**Do this**: Count the lines in the items below that contain the string "toilet", treating uppercase and lowercase as different. Reply with the number alone.

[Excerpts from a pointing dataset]
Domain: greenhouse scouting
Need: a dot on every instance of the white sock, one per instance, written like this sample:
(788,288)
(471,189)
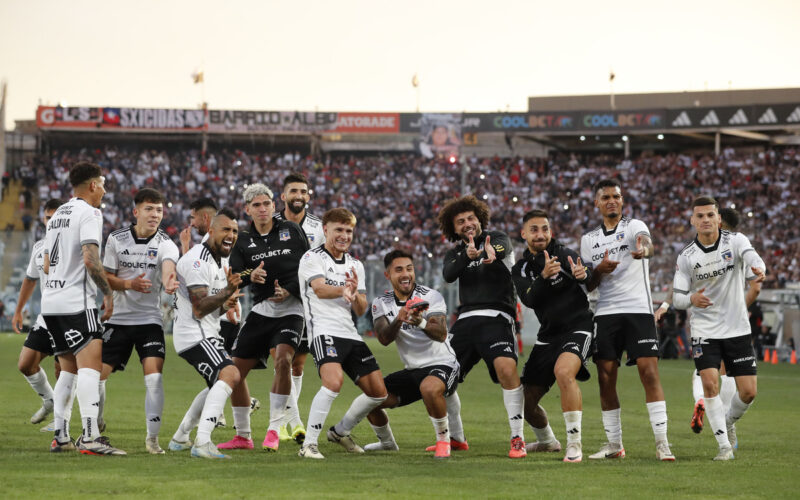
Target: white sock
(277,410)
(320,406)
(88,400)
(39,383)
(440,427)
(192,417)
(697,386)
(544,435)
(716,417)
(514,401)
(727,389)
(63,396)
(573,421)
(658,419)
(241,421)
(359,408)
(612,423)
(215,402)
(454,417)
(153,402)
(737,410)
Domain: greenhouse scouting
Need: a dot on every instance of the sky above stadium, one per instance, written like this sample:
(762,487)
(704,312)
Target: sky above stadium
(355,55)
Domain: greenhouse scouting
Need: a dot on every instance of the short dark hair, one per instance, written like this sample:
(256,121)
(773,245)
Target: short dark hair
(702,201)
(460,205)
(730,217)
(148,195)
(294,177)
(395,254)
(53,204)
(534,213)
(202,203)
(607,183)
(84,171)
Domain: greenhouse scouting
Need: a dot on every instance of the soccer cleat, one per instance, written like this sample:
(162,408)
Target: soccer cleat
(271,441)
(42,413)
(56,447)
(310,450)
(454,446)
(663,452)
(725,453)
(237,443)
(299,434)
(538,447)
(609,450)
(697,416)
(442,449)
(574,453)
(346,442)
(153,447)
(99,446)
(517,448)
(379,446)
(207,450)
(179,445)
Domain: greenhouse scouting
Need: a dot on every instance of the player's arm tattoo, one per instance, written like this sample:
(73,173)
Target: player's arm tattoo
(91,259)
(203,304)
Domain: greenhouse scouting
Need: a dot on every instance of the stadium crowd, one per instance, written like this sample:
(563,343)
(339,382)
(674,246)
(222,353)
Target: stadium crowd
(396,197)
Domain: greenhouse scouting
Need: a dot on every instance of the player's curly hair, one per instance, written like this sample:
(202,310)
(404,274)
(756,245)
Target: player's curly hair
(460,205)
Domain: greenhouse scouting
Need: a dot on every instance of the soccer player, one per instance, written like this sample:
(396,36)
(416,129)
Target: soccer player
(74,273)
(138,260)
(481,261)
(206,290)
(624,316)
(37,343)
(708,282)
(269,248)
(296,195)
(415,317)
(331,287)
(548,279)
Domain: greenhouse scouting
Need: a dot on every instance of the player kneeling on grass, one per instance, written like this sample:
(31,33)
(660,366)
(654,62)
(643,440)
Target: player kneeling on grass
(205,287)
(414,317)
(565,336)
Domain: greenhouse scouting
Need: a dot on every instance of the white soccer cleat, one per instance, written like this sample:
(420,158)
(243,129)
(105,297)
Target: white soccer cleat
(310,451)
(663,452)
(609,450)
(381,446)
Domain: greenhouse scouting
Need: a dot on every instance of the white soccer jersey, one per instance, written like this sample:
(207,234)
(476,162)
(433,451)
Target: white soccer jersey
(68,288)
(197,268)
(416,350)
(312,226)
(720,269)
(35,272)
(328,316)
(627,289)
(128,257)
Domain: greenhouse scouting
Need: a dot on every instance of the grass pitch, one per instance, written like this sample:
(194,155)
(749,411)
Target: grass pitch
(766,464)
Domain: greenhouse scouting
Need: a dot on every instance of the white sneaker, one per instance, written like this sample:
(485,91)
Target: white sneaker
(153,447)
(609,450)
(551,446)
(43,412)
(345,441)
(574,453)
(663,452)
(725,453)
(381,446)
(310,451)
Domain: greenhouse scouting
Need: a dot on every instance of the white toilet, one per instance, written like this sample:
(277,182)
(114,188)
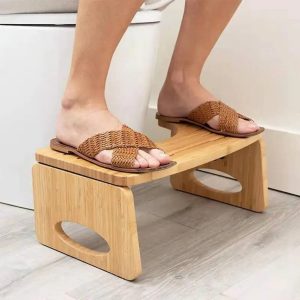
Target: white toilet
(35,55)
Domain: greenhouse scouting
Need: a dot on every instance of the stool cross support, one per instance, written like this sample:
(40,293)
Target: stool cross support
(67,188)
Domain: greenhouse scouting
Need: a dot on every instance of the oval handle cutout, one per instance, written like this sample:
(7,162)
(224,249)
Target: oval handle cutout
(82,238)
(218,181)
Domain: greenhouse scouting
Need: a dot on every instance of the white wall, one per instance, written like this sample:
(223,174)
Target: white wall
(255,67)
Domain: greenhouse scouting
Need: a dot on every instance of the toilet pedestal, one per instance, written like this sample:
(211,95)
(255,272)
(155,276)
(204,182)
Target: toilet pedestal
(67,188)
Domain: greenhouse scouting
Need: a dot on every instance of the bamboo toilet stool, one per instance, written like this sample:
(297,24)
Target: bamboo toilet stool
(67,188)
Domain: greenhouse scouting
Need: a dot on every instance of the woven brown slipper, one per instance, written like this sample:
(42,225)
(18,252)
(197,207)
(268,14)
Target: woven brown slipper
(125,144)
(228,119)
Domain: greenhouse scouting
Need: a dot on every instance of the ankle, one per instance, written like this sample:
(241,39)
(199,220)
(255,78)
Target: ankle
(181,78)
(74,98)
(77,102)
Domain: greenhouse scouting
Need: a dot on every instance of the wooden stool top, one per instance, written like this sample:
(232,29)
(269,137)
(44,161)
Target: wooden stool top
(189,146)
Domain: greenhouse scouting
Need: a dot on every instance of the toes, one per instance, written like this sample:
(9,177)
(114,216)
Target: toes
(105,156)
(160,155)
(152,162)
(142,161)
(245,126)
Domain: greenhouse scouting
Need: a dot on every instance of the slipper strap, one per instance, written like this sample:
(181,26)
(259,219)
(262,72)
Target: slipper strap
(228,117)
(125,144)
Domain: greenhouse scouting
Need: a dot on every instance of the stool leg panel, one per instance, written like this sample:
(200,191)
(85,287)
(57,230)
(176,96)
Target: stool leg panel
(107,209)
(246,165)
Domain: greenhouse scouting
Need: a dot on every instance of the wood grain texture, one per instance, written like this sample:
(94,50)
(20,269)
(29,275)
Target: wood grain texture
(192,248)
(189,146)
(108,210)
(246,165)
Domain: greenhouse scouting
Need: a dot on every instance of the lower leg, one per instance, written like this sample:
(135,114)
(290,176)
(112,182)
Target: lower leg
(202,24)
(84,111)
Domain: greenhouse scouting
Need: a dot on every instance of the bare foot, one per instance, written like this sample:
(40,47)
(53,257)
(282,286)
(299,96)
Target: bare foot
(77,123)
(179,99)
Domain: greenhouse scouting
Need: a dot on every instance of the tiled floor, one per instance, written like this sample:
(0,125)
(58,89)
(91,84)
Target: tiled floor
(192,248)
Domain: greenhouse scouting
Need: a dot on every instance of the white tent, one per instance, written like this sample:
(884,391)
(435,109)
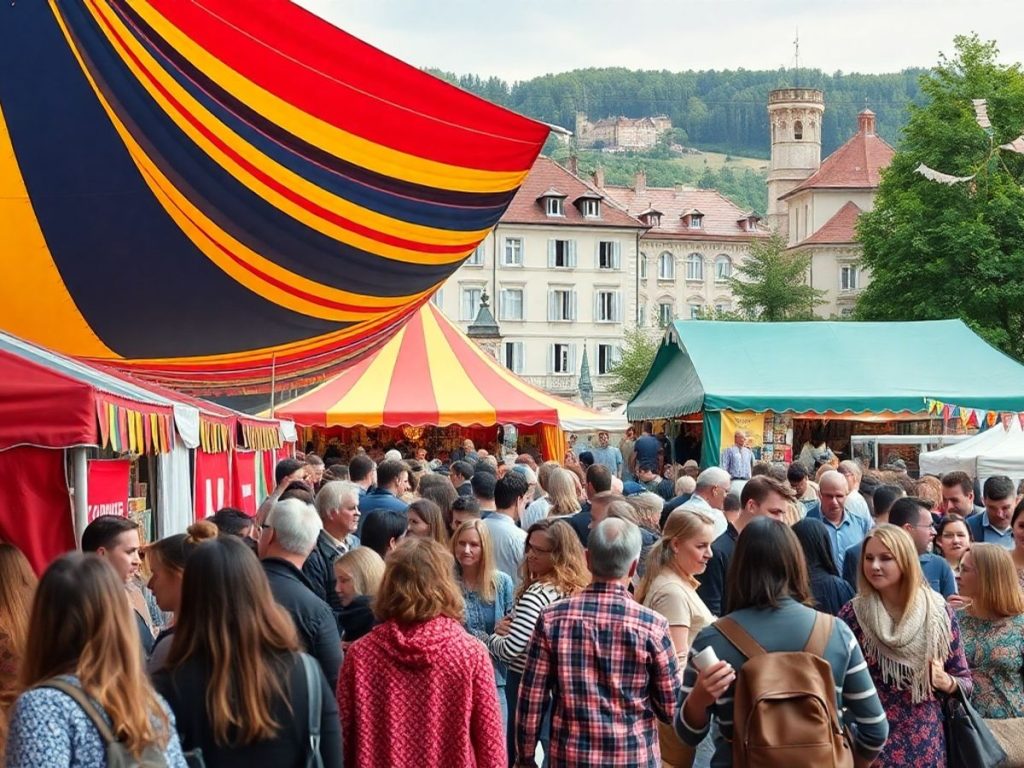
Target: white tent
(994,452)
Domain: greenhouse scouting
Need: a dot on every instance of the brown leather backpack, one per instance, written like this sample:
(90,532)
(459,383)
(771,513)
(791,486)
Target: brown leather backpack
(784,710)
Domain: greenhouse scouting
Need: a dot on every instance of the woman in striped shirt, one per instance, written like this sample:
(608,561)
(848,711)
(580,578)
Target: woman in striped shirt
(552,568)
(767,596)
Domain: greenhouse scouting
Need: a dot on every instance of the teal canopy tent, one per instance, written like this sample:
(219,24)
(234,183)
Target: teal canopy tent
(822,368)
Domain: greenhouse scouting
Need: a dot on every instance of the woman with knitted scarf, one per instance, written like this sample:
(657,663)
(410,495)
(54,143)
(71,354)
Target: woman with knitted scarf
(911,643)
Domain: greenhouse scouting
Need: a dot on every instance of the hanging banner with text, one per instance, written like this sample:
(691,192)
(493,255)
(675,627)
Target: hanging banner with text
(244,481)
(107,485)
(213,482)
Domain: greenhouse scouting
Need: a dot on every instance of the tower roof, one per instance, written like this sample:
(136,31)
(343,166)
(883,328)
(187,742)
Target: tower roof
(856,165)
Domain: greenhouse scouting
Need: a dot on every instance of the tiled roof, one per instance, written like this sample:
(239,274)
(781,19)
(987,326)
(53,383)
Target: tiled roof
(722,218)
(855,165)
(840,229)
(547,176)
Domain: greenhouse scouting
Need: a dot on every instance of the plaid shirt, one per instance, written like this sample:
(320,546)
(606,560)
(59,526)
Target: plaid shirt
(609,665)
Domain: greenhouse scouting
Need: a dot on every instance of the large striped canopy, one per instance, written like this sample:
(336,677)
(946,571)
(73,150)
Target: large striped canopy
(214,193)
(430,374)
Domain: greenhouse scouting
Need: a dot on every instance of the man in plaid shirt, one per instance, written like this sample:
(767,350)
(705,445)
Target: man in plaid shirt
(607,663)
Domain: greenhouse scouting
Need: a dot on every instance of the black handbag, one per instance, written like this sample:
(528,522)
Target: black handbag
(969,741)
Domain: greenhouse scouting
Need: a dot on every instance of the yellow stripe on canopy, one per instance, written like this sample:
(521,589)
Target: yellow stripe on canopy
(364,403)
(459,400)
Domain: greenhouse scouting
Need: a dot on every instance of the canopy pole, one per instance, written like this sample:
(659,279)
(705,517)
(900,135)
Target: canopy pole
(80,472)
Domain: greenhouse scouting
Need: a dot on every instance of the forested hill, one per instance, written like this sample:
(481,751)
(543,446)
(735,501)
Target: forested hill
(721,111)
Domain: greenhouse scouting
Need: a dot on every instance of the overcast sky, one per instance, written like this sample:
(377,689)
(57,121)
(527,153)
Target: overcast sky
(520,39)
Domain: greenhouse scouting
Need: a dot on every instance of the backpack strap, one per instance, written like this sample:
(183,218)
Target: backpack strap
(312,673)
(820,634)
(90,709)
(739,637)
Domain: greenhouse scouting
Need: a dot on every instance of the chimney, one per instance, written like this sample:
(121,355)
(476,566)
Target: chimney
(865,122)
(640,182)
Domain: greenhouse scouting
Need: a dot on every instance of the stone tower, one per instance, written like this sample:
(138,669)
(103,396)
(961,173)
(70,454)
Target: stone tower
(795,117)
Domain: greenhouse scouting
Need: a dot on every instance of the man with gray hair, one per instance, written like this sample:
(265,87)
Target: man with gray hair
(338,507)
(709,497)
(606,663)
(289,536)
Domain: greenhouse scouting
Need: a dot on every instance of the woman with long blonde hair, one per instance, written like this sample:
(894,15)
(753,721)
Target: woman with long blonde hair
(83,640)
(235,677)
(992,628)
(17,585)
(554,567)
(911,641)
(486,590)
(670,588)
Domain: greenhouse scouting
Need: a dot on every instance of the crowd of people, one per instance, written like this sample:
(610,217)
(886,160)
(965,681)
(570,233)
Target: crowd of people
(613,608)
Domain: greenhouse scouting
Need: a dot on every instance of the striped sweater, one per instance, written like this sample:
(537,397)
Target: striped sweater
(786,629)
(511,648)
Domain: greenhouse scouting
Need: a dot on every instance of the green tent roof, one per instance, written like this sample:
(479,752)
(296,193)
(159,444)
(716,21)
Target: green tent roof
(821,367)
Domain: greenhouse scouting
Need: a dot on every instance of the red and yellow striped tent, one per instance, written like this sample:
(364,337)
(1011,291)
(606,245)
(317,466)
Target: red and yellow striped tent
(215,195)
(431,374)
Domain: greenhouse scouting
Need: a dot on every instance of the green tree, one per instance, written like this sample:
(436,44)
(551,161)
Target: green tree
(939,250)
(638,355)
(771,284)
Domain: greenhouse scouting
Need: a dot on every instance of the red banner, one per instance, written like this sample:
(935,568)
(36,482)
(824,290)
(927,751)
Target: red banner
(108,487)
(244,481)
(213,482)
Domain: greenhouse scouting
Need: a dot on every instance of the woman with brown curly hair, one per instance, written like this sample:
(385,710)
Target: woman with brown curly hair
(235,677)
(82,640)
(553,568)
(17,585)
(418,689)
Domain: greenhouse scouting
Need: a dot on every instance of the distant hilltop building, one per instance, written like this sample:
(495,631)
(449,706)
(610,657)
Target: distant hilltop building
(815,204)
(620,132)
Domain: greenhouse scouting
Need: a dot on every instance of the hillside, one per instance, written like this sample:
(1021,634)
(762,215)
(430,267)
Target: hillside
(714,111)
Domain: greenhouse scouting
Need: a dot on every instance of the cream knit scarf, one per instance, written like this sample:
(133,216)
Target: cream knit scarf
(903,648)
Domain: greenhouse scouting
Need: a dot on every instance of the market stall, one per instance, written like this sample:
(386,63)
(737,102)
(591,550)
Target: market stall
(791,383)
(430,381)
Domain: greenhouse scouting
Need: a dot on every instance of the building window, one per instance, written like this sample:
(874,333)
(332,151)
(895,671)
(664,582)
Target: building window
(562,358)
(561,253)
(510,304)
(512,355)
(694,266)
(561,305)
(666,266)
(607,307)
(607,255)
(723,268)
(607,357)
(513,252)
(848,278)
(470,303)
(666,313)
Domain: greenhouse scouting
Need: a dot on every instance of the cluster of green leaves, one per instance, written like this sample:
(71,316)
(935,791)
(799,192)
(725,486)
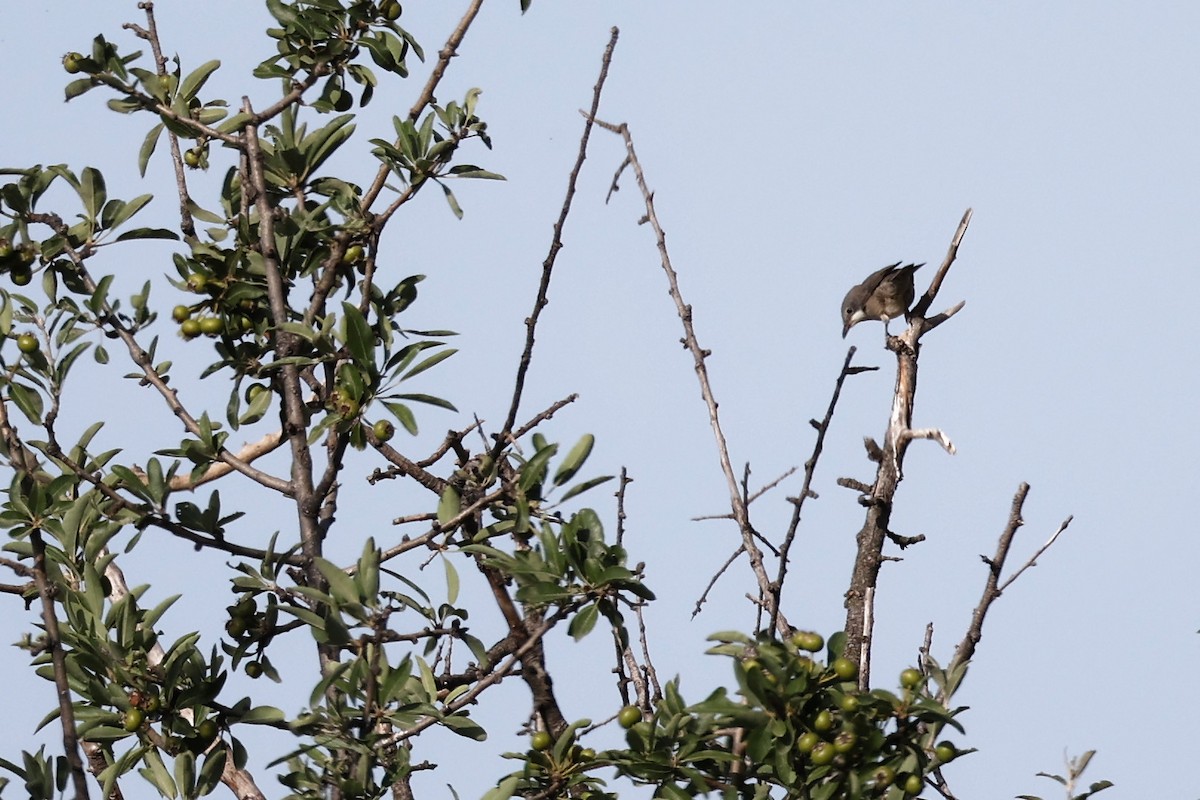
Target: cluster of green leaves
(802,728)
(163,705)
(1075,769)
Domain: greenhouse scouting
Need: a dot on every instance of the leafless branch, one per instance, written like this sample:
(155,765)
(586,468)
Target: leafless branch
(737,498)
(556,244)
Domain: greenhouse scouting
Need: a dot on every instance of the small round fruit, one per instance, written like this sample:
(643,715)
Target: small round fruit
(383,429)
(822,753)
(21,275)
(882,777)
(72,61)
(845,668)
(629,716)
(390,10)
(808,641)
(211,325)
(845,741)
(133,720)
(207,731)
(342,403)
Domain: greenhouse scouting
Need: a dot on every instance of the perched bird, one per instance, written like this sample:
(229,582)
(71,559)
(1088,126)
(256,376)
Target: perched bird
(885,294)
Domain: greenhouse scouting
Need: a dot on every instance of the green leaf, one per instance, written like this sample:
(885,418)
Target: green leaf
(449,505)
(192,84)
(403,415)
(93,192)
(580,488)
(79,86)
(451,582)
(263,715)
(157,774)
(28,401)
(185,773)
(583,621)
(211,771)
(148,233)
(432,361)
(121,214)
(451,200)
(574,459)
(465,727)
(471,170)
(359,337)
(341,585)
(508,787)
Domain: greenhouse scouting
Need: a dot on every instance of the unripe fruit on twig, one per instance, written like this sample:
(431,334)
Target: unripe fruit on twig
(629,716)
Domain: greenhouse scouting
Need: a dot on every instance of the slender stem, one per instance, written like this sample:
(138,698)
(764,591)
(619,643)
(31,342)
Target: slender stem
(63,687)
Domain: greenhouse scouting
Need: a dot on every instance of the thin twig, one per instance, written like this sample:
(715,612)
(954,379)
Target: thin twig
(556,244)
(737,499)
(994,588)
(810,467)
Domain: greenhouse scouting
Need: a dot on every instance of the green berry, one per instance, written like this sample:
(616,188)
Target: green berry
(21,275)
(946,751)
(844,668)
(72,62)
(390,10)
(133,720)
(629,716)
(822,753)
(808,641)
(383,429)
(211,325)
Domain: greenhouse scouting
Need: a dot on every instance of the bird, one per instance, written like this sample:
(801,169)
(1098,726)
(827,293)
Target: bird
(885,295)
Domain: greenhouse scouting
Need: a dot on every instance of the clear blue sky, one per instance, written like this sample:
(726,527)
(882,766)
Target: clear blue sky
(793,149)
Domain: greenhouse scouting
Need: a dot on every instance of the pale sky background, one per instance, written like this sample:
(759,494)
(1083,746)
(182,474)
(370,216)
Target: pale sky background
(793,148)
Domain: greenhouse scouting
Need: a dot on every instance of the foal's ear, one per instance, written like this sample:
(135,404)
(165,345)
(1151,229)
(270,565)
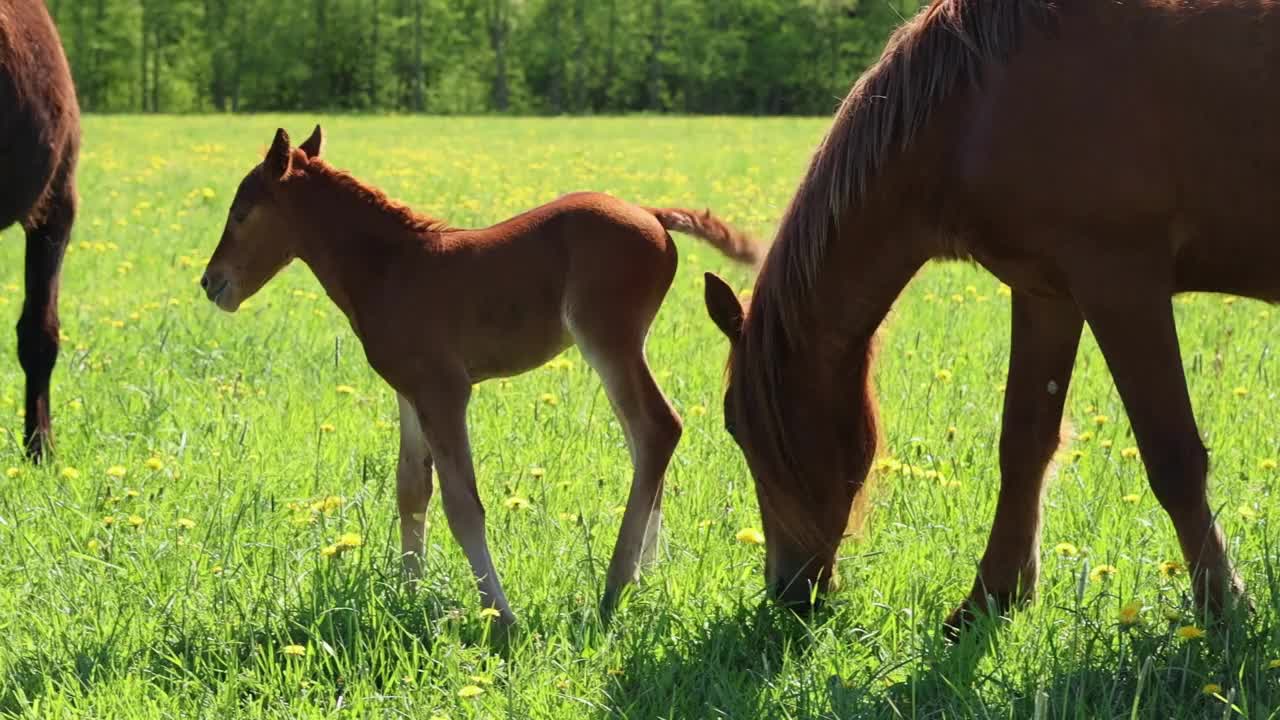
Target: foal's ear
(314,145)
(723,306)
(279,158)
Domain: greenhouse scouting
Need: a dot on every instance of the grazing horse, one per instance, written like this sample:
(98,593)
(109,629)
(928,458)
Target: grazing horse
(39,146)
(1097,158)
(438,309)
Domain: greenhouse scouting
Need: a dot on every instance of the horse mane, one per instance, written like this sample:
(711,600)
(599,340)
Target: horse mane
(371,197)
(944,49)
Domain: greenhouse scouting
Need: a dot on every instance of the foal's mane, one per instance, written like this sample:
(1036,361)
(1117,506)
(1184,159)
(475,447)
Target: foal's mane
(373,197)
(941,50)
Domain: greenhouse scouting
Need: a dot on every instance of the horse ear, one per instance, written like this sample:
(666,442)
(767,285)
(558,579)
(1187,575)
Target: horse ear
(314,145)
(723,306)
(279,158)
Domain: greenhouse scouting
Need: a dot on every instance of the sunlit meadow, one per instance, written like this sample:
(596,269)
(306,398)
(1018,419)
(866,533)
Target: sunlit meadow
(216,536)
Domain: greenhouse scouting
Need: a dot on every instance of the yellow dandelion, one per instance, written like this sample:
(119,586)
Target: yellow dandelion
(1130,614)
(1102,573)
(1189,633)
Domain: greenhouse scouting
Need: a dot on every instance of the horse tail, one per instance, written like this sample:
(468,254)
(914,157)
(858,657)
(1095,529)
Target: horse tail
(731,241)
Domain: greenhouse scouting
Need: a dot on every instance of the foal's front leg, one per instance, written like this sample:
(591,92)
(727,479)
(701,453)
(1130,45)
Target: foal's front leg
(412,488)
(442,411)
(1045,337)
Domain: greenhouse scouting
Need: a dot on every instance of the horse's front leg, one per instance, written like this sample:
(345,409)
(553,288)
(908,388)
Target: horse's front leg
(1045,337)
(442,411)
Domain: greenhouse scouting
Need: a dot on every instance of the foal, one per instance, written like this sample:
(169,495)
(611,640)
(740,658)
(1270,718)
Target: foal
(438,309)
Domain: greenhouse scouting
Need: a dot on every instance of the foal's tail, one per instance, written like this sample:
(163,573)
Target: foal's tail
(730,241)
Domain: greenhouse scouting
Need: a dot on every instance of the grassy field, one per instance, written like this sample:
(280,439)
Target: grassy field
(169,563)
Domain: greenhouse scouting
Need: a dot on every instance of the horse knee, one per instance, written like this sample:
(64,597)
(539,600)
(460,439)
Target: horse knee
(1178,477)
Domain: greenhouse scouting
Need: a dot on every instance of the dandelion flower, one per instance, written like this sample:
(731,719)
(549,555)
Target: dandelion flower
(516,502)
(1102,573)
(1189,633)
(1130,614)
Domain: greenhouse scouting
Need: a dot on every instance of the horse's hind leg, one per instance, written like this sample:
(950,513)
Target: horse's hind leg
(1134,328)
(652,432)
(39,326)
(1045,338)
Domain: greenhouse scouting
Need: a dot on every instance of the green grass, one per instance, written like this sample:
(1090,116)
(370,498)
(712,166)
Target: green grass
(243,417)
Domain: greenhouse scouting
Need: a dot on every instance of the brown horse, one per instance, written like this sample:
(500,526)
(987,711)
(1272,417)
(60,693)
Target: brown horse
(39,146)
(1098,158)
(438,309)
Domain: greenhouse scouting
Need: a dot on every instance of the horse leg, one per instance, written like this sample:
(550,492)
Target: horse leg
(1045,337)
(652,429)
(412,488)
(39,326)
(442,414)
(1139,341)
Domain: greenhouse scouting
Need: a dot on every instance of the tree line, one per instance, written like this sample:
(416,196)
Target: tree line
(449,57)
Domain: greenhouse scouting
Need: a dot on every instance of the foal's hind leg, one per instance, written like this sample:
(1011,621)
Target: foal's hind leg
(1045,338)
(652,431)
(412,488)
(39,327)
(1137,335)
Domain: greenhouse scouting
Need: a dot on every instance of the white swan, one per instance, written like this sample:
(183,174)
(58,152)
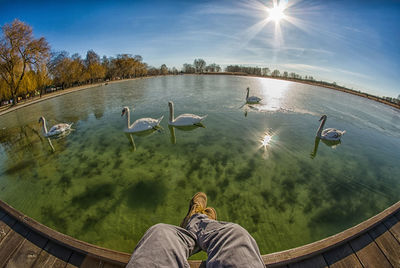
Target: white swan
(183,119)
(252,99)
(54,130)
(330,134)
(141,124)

**Complete answer**: 6